■ **Set problem**
Repeat each line of the material exactly.

[Named-object pointing records]
▽

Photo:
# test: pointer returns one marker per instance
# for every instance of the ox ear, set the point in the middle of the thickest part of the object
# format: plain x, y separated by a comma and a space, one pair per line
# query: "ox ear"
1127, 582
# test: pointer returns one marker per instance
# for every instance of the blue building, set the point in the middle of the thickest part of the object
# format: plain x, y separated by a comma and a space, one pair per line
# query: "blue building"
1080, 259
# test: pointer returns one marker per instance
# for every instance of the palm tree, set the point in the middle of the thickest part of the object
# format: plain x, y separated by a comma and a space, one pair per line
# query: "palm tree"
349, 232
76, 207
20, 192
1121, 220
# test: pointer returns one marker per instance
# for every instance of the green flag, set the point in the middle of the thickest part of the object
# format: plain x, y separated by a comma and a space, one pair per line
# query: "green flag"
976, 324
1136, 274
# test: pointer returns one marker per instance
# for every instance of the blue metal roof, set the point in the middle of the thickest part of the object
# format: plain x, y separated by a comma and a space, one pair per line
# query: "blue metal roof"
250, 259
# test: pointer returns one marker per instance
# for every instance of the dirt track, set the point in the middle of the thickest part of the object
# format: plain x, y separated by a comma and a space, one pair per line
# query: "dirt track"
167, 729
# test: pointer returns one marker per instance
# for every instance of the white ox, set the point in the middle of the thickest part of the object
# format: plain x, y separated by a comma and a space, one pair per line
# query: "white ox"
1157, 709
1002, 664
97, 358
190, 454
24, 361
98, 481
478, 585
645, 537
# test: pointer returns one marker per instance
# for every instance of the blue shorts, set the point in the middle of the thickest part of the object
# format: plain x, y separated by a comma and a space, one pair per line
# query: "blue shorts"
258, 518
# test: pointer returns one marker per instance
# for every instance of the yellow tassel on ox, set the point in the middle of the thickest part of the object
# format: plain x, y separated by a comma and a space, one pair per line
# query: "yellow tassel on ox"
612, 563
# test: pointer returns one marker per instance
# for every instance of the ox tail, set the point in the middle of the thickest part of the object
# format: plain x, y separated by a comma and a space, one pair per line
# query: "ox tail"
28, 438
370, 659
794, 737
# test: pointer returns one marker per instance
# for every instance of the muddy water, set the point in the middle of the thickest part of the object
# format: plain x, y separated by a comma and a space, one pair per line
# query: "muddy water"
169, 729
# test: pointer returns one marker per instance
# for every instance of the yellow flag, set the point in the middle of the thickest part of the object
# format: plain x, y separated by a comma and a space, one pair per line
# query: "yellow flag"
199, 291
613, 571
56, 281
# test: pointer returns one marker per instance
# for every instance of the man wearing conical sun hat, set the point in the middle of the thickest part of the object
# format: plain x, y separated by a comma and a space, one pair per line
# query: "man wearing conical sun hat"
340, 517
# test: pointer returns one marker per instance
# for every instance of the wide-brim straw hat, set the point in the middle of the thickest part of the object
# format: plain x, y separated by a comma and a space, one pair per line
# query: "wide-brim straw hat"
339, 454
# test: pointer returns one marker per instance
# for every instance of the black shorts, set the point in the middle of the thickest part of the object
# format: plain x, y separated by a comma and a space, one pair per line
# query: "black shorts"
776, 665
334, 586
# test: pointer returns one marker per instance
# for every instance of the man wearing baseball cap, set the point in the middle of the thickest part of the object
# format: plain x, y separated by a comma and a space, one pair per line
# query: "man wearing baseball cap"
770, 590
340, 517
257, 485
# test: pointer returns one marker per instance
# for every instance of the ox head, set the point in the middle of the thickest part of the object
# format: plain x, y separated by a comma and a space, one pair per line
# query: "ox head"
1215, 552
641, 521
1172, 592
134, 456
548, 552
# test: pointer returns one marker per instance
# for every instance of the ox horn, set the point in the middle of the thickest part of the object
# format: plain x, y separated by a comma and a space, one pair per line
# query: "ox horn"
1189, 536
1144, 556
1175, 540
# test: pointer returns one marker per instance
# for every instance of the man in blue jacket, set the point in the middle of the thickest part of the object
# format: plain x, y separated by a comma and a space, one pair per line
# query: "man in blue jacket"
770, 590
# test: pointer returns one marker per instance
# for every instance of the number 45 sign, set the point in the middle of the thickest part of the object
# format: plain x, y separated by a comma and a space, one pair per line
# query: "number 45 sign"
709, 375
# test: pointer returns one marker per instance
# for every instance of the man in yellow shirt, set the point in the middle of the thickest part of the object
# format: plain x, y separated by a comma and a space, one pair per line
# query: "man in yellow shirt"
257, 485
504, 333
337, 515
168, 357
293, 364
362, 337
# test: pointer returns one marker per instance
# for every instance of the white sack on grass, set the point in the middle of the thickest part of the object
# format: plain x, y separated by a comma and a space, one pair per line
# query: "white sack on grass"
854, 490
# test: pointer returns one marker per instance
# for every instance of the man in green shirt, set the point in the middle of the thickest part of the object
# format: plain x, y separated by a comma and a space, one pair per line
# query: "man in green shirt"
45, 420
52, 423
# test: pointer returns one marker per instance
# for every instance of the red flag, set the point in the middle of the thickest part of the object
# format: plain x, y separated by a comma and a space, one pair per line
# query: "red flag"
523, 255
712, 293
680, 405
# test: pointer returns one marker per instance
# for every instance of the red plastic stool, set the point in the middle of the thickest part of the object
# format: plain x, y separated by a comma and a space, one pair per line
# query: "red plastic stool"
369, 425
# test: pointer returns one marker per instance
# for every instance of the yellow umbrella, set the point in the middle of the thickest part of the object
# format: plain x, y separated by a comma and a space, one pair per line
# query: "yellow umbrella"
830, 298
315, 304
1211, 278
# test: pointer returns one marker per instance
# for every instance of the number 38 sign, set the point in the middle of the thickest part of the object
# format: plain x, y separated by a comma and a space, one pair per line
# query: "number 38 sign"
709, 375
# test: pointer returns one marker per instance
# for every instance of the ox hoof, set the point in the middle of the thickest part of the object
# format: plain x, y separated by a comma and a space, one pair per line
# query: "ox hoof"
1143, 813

△

■ **Answer to the task**
Photo:
# test: pointer returns one marker per instance
# for every instance of the ox ear, set the point in the middle of the thickest part of the object
# format: plain x, y separated by a comma and a space, one pair per line
# query: "ox ear"
1127, 582
# test: pointer returns one marker per instance
# for every instance of the blue building, set the point in the middle of the thickest part of the object
# format: plain x, y separated by a comma and a space, one pair per line
# query: "blue building"
1080, 259
# test: pointer returns one marker per instance
# for every instance of the palm tree, set the point in the middle of the thickest part of the object
# format: plain x, y separated by a comma and a space, one pair per line
# query: "palm tree"
349, 232
76, 207
20, 192
1121, 220
# test: pointer returns one marker per instance
# for every instance of the green flag, set the point in the middle of the thickest part of the object
# format: plain x, y separated by a comma and a space, one pair per line
# query: "green flag"
976, 324
1136, 274
# test: pointer returns one marker per instance
# for every instance of the blue metal roof, set the point in the middle of the thickest part of the object
# format: plain x, y separated by a comma and a space, one pair per line
# query: "blue metal roof"
250, 259
# test: pointer returns one marker per instance
# for every instance of the dirt track, set the point in the middle of the thickest part of the object
# format: plain x, y separated by a comma and a space, one pair per line
# query: "dirt track"
167, 729
# test: pointer returns one marker per instance
# for every instance of the white ox, set the point in the middle of the thickest part of the object
# format: plain x, y separated by a comma and a space, one pair per line
# query: "white ox"
1157, 709
1002, 664
97, 358
190, 454
24, 361
98, 481
478, 585
645, 537
# test: pointer returns one marker per instance
# for every instance of the blue shorts, set the point in the middle of the thickest part of the object
# format: plain x, y separated by a comma and a space, one pair per line
# query: "blue shorts"
258, 518
# test: pointer returns one marker per instance
# for every instance of the yellow tassel on ox, set the point in the middle of the thickest part of the object
# format: plain x, y separated by a comma and a space, one pair per line
# query: "yellow tassel on ox"
612, 563
# test: pointer returns one marker per instance
# for every instance of the ox tail, set the point in the middle of the thickest part of the object
# format: plain x, y separated by a comma and a space, one pair per line
# query: "ox tail"
28, 438
370, 659
794, 737
# test: pointer returns one marker per instance
# for every instance of the muddy water, set the point in the middle of the thickest part of the object
# format: plain x, y separated by a comma and a space, one pair per line
# query: "muddy water"
169, 729
# test: pointer returns one marker per instance
# for every instance of the yellow flag, set the point in the middle of the thickest part of the object
# format: plain x, y separated by a comma and a space, one pair per line
# query: "yellow flag"
199, 291
613, 571
56, 281
# test: pointer returns one marker per instance
# for every instance of the man wearing conical sun hat, set the point in the middle of the thickest part of the object
# format: plain x, y separated by a comma and a space, one pair per line
# query: "man wearing conical sun hat"
340, 517
# test: pointer returns one marker per instance
# for every instance of the wide-brim straw hat, set the point in the middle of the thickest part of the object
# format: plain x, y separated by a comma and a space, one pair per line
# query: "wide-brim straw hat"
339, 454
# test: pointer returns one marker per instance
# for every instance of the black shorts, set the point in the middle of the thickest part of the object
# format: plain x, y separated by a comma and a space, one pair per line
# query: "black shorts"
776, 665
334, 586
# test: pointer returns one marker per instance
# for every instance of the man wearing baseball cap, set the point in the middle of the thickest part of the object
# format: plain x, y separated by a comma and a space, one pair per line
# query: "man wearing baseball cap"
770, 590
340, 517
257, 485
# test: pointer returns one marker per instance
# for every instance of the ox head, set the point in the middle of the thickest part of the object
# format: plain x, y separated by a comma and a space, one pair per line
# query: "ox head"
1215, 552
641, 521
1172, 592
134, 456
548, 552
# test: pointer returns one marker per instance
# for every instance of the ox horn, set the point in the middle of the thickest part of the object
# format: plain x, y separated by a comma and a space, one pair per line
# query: "ox horn"
1189, 536
1144, 556
1175, 540
# test: pointer returns one marker per instance
# for every instance of the man in blue jacket, set the point in the middle of the thickest part of the object
# format: plain x, y separated by a comma and a space, one pair per line
# query: "man in blue jacket"
770, 590
# test: pointer returns one marker per instance
# for every instance of the number 45 sign, set the point in the middle of the thickest part of the object
# format: plain x, y separated by a comma and a space, one pair per line
# query: "number 45 sign"
709, 375
# test: pointer returns one marker per instance
# for every instance of the man in yellow shirt, set the point in the middle of the thickest part of the object
# format: plain x, y separated by a comma and a space, one pair per line
# query: "man in yellow shirt"
257, 485
504, 333
337, 515
168, 357
293, 364
362, 337
# test: pointer returns one marker per instance
# for every instance of the white sack on grass, set the point in the middle of the thickest part of the object
# format: plain x, y separated by a comma and a space, one pair per line
# query: "white sack on grass"
854, 490
# test: pointer returns one marker per instance
# for every instance of the man in green shirt, set the point in the middle of the thickest part of the object
# format: plain x, y separated by a comma and a space, one pair per line
# query: "man in green shirt"
45, 420
52, 423
# test: pointer returns one marker per instance
# for every instance of the red flag, set the point in the middle of the thickest part of the object
# format: plain x, y separated by a comma and a space, one pair per line
# query: "red flag"
523, 255
712, 293
680, 405
# test: pointer returns one marker per instance
# for every instance of the red plastic stool, set the point in the middle of the thickest part of the object
# format: plain x, y separated by a comma and a space, one pair per line
# query: "red plastic stool"
369, 425
# test: pointer returns one marker per instance
# for every instance of the yellow umbrella, set the point in the middle of the thickest part of the object
# format: plain x, y separated by a comma and a space, one pair per line
# query: "yellow umbrella"
830, 298
315, 304
1211, 278
# test: pointer returns one marker per instance
# for every instance of the number 38 sign, set the point in the middle of the thickest part of the object
# format: plain x, y separated by a comma and a space, one pair per line
# query: "number 38 sign"
709, 375
# test: pointer returns one marker per instance
# for every instance of the ox hoof, set the point in the middle of the thickest part of the object
# format: plain x, y separated by a comma and a space, one pair per line
# query: "ox hoof"
1143, 813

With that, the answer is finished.